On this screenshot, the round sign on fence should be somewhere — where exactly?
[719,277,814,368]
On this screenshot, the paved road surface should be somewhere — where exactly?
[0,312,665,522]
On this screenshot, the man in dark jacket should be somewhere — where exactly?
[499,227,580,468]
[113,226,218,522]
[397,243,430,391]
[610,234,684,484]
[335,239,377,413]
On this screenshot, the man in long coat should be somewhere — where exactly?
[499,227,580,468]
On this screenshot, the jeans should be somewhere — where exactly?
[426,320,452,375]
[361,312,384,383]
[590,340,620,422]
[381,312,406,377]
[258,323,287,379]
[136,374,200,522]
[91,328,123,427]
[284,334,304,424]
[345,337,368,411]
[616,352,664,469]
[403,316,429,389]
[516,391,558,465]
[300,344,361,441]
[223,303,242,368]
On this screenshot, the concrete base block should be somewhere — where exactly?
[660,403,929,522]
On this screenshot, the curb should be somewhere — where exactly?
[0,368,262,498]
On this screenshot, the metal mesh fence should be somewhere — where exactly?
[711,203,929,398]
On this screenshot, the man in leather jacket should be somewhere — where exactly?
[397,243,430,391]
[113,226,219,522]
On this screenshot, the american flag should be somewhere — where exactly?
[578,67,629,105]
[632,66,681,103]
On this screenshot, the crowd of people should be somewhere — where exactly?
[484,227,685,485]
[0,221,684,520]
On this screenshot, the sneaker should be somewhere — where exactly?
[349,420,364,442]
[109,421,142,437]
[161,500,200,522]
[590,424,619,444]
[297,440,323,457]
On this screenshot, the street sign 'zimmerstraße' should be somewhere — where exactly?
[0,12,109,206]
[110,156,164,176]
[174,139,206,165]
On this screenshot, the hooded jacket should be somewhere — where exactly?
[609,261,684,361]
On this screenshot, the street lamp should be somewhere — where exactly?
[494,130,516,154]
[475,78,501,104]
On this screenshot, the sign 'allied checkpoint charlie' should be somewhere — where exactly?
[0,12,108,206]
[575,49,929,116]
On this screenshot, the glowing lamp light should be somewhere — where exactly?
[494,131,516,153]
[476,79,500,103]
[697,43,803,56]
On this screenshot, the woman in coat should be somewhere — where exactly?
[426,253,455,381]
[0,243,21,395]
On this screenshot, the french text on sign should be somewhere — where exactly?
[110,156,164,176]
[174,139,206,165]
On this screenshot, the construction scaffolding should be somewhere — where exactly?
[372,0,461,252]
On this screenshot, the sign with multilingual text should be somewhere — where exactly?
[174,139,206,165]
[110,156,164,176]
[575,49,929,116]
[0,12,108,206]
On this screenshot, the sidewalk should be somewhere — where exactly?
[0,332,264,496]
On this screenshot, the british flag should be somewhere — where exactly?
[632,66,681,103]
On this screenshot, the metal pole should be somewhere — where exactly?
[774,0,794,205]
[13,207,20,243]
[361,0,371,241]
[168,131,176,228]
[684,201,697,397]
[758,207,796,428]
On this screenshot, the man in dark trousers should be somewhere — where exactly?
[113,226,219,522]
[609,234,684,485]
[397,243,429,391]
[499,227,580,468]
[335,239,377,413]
==
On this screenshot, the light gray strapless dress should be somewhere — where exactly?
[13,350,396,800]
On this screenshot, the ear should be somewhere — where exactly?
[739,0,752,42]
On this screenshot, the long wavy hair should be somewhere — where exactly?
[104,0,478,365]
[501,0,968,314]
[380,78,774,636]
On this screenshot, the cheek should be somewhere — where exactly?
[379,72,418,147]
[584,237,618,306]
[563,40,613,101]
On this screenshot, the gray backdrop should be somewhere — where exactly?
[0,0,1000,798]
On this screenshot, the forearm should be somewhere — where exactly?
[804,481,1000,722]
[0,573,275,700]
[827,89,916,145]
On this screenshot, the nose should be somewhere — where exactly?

Requirement → Rewrite the material starting at the line that contains "On this screenshot, the paved" and ending at the line that contains "[609,261,684,361]", putting "denim pants" in place of "jeans" and keeping everything else the same.

Finished task →
On this screenshot, the paved road surface should be somewhere — where exactly?
[0,312,665,522]
On this screenshot, the man in dark jacket should be somewhere — where exactly?
[499,227,580,468]
[113,226,218,522]
[397,243,430,391]
[610,234,684,484]
[335,239,377,413]
On this screenshot, the man in long coat should be somewhere — where exactly?
[499,227,580,468]
On this screenshot, the denim pants should be somewhere — where exactly?
[426,320,452,375]
[361,312,384,383]
[590,340,620,422]
[381,312,406,377]
[258,323,287,379]
[136,374,200,522]
[91,328,123,427]
[284,334,304,424]
[345,337,368,411]
[616,352,664,469]
[403,316,429,389]
[516,391,558,465]
[300,344,361,441]
[223,303,242,368]
On this screenshot, the concrete base block should be somewhere — where exactly?
[660,403,929,522]
On this screenshot, the curb should be somewhere — where exactly?
[0,368,262,498]
On this screenshot, the metal mesh fence should be somewhere — where exactly?
[711,203,929,398]
On this screenshot, the man in leather jacket should be somewhere — where exactly?
[397,243,430,391]
[113,226,219,522]
On this screenshot, the american flag should be somewhere — where exactly?
[578,67,629,105]
[632,66,681,103]
On this screenshot, the crowd of people should be somewhere — where exactly?
[484,227,685,485]
[0,221,684,520]
On this screenshot, the sneaker should be somewhere — where exactly?
[349,420,364,442]
[109,421,142,437]
[161,500,200,522]
[590,424,619,444]
[297,440,323,457]
On this screenshot, the street sign 'zimmerstraße' should be somewhere — where exactly?
[0,12,109,206]
[110,156,164,176]
[174,139,206,165]
On this screenshot, the hooded jacket should be somewhere — where exactly?
[609,261,684,361]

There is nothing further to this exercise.